ENTRIES PROVIDED →
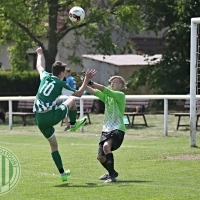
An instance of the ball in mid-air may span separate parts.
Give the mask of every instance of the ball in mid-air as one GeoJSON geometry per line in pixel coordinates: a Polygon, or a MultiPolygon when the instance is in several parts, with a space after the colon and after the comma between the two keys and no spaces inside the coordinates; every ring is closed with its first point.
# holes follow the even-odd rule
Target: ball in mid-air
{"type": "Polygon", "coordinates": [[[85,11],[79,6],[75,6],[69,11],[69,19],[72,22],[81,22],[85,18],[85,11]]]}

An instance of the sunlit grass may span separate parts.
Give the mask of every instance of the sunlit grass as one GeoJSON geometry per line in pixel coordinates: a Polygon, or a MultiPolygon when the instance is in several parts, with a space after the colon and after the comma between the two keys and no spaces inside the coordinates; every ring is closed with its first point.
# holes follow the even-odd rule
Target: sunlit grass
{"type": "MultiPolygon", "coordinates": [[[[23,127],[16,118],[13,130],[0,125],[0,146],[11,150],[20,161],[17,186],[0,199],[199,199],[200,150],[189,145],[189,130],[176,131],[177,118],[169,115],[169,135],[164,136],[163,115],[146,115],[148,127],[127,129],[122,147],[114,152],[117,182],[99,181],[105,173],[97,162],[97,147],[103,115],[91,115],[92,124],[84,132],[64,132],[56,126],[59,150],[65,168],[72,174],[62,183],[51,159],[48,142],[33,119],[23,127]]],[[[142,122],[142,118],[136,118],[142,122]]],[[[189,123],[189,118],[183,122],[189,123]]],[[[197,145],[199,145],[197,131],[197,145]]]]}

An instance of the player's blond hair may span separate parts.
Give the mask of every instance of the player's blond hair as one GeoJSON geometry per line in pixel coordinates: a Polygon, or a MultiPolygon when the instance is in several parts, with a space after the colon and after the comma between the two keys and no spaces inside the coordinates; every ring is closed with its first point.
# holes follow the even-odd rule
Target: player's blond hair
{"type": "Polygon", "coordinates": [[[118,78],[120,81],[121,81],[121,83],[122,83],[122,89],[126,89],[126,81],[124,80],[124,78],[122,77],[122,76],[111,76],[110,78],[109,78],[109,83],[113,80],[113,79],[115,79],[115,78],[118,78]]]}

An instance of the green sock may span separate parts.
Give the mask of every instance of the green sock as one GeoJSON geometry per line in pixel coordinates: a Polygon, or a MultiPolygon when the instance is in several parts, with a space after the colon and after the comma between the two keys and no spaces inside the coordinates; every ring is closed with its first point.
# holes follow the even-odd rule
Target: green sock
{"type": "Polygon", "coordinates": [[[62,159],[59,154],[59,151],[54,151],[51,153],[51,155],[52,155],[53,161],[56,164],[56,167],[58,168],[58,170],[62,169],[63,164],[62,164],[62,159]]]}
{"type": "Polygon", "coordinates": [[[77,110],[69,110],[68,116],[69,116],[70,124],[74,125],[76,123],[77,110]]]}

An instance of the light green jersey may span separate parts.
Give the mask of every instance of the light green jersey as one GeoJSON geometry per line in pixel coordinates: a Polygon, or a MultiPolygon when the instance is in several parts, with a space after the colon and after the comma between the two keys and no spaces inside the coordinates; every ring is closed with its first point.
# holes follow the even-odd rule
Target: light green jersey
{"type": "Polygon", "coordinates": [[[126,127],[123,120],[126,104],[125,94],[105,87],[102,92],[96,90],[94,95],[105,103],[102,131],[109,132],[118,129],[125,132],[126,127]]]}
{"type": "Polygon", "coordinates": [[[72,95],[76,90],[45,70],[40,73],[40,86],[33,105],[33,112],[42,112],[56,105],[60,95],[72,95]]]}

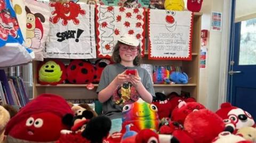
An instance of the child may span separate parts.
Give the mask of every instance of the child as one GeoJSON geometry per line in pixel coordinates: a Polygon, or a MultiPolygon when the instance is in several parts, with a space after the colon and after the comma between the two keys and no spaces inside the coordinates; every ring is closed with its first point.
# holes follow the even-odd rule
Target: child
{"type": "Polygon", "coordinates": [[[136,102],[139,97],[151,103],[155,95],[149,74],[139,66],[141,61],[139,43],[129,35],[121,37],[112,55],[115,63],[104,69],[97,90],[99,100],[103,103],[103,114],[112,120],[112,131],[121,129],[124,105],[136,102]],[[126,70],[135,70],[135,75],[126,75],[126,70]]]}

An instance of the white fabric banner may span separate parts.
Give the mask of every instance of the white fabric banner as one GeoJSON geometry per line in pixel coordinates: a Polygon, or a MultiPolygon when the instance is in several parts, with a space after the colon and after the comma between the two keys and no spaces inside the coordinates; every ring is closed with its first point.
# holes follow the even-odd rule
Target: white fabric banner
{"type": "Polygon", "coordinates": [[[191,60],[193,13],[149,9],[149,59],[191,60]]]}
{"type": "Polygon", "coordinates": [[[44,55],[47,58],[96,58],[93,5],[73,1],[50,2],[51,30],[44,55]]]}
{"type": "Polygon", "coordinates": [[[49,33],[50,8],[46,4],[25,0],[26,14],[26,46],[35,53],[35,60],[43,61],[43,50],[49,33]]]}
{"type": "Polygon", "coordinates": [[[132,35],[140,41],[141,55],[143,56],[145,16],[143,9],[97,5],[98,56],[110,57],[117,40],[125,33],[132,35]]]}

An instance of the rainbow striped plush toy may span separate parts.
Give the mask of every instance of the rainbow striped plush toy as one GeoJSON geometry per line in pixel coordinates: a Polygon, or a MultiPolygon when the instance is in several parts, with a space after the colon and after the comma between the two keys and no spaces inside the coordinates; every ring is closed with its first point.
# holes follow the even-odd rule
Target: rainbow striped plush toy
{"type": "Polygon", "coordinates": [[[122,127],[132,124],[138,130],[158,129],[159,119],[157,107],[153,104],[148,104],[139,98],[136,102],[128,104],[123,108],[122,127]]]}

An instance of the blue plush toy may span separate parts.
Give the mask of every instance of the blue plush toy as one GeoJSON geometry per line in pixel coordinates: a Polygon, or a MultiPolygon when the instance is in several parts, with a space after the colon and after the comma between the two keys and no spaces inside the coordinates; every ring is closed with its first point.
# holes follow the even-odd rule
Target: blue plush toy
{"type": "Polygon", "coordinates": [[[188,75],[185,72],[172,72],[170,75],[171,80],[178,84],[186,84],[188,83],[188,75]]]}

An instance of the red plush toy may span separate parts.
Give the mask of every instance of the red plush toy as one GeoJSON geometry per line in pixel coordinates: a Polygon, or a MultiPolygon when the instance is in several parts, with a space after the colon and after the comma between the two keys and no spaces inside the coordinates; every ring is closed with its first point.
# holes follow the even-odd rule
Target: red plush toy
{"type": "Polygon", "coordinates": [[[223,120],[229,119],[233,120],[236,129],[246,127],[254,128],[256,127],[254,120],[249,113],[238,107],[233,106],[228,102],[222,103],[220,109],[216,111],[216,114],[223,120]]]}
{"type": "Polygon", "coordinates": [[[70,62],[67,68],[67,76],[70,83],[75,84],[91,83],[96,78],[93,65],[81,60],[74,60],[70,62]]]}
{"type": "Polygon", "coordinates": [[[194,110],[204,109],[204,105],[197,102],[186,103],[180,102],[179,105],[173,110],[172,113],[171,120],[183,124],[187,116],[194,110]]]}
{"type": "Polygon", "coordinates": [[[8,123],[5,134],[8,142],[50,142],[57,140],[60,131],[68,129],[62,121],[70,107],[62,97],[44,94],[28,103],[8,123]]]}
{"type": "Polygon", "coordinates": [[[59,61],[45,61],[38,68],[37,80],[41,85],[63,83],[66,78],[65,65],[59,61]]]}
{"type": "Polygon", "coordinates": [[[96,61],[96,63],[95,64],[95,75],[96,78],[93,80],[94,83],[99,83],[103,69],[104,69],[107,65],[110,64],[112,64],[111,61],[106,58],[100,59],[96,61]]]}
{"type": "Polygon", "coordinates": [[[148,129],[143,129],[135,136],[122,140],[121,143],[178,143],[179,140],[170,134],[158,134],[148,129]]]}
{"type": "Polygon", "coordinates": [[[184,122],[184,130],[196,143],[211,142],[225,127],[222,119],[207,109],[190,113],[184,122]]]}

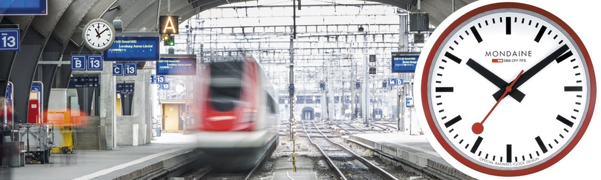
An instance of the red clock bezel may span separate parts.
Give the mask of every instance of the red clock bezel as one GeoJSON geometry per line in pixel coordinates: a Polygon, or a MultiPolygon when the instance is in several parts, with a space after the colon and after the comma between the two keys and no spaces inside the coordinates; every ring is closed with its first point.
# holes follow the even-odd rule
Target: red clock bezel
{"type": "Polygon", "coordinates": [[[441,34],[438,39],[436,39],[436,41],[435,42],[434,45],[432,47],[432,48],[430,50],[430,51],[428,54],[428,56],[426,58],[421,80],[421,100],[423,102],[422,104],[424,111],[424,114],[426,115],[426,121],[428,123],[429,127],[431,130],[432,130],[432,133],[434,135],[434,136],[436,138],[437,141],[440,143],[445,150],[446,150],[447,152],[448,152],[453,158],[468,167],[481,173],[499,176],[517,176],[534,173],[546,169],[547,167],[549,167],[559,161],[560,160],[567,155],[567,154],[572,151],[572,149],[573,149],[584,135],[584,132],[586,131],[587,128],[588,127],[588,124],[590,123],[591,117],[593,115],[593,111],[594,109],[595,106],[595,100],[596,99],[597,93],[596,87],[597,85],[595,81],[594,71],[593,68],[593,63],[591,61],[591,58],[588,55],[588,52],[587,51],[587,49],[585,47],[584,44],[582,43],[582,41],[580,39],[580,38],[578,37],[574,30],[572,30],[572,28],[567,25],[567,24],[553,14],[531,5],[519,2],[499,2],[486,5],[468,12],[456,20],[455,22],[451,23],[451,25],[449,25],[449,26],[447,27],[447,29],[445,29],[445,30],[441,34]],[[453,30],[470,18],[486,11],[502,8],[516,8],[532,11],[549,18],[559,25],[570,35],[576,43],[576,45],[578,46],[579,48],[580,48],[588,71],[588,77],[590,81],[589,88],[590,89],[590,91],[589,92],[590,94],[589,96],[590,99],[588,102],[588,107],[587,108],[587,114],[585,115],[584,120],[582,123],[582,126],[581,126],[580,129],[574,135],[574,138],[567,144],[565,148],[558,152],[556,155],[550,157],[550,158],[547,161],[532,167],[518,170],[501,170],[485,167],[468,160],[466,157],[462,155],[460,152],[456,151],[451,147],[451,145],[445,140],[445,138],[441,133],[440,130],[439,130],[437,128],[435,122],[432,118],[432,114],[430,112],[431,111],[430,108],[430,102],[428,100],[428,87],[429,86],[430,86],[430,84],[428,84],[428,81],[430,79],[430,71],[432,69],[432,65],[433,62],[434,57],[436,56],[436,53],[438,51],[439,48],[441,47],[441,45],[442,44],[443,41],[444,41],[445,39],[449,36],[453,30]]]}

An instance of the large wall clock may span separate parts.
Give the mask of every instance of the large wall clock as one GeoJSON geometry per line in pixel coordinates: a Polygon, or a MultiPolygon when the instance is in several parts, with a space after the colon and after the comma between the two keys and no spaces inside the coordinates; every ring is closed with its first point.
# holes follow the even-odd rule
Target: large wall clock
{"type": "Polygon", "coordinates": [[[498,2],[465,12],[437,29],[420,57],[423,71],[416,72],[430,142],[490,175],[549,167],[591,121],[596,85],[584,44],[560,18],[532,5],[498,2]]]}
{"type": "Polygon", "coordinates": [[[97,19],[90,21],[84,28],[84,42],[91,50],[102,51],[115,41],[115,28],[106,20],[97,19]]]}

WRITTEN EXERCISE →
Extract every line from the one with "An instance of the large" down to the final line above, both included, exactly as written.

RESULT →
An instance of the large wall clock may span separate parts.
Give the mask of every instance of the large wall clock as one GeoJSON geometry per line in pixel coordinates: a Polygon, or a MultiPolygon when the instance is in several parts, with a space after the colon and after the comma between the two keys and no spaces inside the coordinates; every ring is closed with its first point.
# holes follow the even-odd rule
Target: large wall clock
{"type": "Polygon", "coordinates": [[[498,2],[465,12],[437,29],[420,57],[423,71],[416,72],[430,142],[490,175],[549,167],[591,121],[596,85],[584,44],[560,18],[532,5],[498,2]]]}
{"type": "Polygon", "coordinates": [[[97,19],[90,21],[84,28],[84,42],[91,50],[102,51],[115,41],[115,28],[106,20],[97,19]]]}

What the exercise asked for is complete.